--- What you have to do ---
Return verbatim the portion of the material below that starts at the line containing "of the bare" and ends at its last line.

--- Data for processing ---

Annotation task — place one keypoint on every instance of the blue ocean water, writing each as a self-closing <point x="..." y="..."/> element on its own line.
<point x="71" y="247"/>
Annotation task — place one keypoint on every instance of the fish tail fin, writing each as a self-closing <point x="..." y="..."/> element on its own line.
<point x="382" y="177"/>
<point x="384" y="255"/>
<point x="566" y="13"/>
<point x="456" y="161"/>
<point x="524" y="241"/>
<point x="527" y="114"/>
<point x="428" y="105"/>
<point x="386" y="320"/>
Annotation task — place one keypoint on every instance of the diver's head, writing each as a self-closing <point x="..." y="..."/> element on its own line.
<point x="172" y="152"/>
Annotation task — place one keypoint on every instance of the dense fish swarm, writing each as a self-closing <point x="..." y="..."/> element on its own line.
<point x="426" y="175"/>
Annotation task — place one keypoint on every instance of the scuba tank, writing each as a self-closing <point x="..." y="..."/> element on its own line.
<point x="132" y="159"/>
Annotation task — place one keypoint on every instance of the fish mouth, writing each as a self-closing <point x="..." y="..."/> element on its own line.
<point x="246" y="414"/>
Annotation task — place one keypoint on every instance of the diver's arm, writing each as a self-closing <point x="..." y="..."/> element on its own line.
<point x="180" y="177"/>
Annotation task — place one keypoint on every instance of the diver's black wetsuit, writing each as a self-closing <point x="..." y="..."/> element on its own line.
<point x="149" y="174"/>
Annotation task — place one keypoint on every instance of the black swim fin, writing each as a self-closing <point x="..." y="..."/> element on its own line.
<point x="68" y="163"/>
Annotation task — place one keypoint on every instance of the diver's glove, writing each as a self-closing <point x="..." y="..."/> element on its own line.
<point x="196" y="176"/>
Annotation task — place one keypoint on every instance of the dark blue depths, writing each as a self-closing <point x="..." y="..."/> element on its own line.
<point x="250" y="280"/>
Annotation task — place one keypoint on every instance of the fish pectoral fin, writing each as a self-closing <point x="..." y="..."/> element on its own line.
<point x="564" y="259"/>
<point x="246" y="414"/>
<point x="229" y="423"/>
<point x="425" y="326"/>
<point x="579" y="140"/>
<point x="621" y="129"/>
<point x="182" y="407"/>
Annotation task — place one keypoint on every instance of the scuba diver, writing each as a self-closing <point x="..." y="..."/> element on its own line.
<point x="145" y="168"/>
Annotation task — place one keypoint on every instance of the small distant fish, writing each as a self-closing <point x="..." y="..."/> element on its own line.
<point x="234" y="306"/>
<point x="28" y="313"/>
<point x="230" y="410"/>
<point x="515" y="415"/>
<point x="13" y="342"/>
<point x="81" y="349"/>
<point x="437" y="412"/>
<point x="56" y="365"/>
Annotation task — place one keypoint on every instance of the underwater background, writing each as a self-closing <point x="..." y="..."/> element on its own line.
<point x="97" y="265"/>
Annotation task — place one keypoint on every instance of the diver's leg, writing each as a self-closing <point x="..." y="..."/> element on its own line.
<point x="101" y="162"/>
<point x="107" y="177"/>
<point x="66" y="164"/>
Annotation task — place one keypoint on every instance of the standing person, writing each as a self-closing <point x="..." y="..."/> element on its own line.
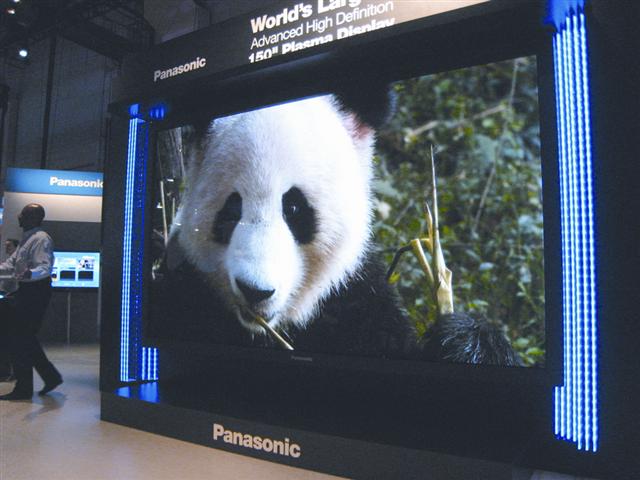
<point x="7" y="286"/>
<point x="31" y="265"/>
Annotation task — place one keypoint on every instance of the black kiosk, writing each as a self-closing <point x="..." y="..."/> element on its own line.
<point x="531" y="89"/>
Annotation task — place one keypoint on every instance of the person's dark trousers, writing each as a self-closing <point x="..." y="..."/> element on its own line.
<point x="29" y="306"/>
<point x="5" y="313"/>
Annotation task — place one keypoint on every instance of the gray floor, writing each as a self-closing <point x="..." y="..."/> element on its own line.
<point x="60" y="436"/>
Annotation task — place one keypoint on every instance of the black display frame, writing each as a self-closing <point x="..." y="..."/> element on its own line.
<point x="506" y="31"/>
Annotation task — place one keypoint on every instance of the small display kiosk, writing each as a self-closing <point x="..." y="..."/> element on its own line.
<point x="530" y="90"/>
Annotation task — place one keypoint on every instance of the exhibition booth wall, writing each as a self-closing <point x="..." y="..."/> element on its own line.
<point x="73" y="204"/>
<point x="374" y="239"/>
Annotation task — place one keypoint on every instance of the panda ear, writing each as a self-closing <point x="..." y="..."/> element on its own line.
<point x="367" y="105"/>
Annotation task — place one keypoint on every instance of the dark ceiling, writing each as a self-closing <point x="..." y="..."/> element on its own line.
<point x="112" y="28"/>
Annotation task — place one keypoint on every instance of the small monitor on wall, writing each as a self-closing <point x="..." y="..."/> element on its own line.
<point x="76" y="270"/>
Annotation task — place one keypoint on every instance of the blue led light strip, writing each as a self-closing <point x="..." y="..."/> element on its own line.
<point x="149" y="363"/>
<point x="132" y="354"/>
<point x="576" y="401"/>
<point x="125" y="318"/>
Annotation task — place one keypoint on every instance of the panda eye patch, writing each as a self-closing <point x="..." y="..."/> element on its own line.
<point x="299" y="215"/>
<point x="227" y="218"/>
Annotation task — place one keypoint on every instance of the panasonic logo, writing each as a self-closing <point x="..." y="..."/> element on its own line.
<point x="179" y="70"/>
<point x="66" y="182"/>
<point x="282" y="447"/>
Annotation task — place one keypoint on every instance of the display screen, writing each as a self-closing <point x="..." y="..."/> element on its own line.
<point x="409" y="228"/>
<point x="76" y="270"/>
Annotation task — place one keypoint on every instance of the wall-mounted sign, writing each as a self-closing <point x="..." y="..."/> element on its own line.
<point x="54" y="182"/>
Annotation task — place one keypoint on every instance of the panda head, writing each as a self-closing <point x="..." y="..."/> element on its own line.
<point x="276" y="210"/>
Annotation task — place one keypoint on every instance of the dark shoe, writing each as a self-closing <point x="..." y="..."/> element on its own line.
<point x="17" y="395"/>
<point x="50" y="385"/>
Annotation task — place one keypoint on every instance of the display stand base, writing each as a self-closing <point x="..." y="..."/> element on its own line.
<point x="141" y="407"/>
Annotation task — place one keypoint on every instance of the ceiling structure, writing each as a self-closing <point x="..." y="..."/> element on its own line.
<point x="112" y="28"/>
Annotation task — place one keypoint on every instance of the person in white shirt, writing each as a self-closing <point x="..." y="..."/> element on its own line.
<point x="23" y="311"/>
<point x="6" y="287"/>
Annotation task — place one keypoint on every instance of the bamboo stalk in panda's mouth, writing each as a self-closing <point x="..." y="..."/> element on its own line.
<point x="263" y="323"/>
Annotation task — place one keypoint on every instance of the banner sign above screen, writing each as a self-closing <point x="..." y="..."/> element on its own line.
<point x="281" y="29"/>
<point x="54" y="182"/>
<point x="307" y="24"/>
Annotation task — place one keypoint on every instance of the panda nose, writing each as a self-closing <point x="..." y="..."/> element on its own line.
<point x="253" y="295"/>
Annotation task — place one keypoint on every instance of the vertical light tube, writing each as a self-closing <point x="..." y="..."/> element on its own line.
<point x="125" y="317"/>
<point x="576" y="401"/>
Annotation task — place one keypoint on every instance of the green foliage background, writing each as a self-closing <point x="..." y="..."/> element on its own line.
<point x="483" y="123"/>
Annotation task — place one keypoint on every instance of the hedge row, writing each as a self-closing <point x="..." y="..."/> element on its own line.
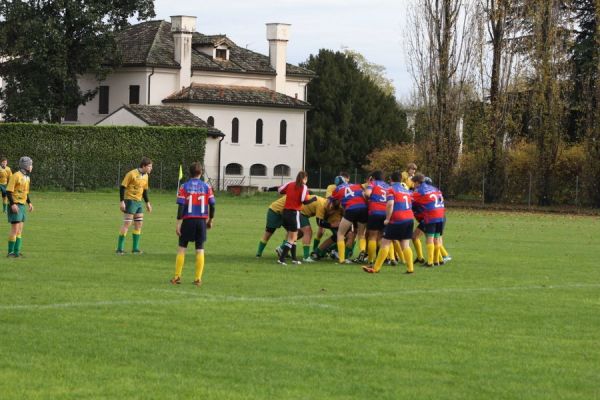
<point x="90" y="157"/>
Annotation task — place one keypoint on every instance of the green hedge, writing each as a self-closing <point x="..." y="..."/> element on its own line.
<point x="73" y="157"/>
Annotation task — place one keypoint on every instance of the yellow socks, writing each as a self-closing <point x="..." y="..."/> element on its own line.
<point x="430" y="253"/>
<point x="408" y="257"/>
<point x="199" y="266"/>
<point x="418" y="248"/>
<point x="342" y="251"/>
<point x="372" y="250"/>
<point x="381" y="256"/>
<point x="179" y="260"/>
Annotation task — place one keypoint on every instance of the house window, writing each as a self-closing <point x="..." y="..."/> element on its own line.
<point x="258" y="170"/>
<point x="281" y="170"/>
<point x="71" y="114"/>
<point x="235" y="130"/>
<point x="283" y="132"/>
<point x="103" y="100"/>
<point x="233" y="169"/>
<point x="134" y="94"/>
<point x="221" y="54"/>
<point x="259" y="131"/>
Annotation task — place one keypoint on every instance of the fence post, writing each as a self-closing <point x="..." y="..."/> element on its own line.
<point x="320" y="178"/>
<point x="577" y="191"/>
<point x="529" y="195"/>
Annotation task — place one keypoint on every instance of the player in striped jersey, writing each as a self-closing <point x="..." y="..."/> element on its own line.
<point x="431" y="200"/>
<point x="195" y="213"/>
<point x="398" y="222"/>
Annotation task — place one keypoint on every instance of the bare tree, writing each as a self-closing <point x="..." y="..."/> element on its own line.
<point x="440" y="44"/>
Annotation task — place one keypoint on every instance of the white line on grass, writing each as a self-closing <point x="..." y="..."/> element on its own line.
<point x="289" y="300"/>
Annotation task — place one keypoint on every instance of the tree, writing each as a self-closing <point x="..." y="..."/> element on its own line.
<point x="47" y="44"/>
<point x="351" y="115"/>
<point x="375" y="72"/>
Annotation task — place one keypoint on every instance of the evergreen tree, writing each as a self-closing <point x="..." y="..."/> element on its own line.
<point x="351" y="115"/>
<point x="45" y="45"/>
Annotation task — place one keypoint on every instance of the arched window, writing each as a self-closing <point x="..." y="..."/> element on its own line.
<point x="281" y="170"/>
<point x="235" y="130"/>
<point x="258" y="170"/>
<point x="233" y="169"/>
<point x="283" y="132"/>
<point x="259" y="131"/>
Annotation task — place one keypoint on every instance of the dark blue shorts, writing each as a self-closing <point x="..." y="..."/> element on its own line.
<point x="434" y="228"/>
<point x="360" y="215"/>
<point x="193" y="230"/>
<point x="401" y="231"/>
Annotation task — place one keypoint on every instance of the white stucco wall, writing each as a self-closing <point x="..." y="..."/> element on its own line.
<point x="246" y="153"/>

---

--- Exercise solution ---
Annotation task — place one keypoint on every instance of the bare tree, writing each as a self-closing <point x="..." y="..."/> element on its own line.
<point x="440" y="44"/>
Annotation task — place one keypoint on every instance of the white line on grass, writing each as a self-closing <point x="..." y="..."/> element on its own line.
<point x="289" y="300"/>
Annotation task — place one keypoint on every instance of the tree, writing each as a self-closing <point x="..." y="..."/> element on its own line.
<point x="47" y="44"/>
<point x="351" y="115"/>
<point x="375" y="72"/>
Annotation task — place one keypoint on every instance of the evergreen tree, writing each as a self-closing <point x="..." y="..."/> element on its own line.
<point x="351" y="115"/>
<point x="45" y="45"/>
Annotation task — place one keypoint on every instance of the arched window, writing each as a self-closing <point x="..." y="..."/> element on its own line.
<point x="281" y="170"/>
<point x="235" y="130"/>
<point x="258" y="170"/>
<point x="233" y="169"/>
<point x="283" y="132"/>
<point x="259" y="131"/>
Annotation task — place one keypoint on every instance of the dark blue shorts, writing each as a self-closing <point x="..." y="..."/> element on its own line.
<point x="434" y="228"/>
<point x="360" y="215"/>
<point x="193" y="230"/>
<point x="401" y="231"/>
Annotation task — place one keypoint on every instance of the white stucco wall, writing each as a self-closing <point x="..." y="..."/> element on its own line.
<point x="246" y="153"/>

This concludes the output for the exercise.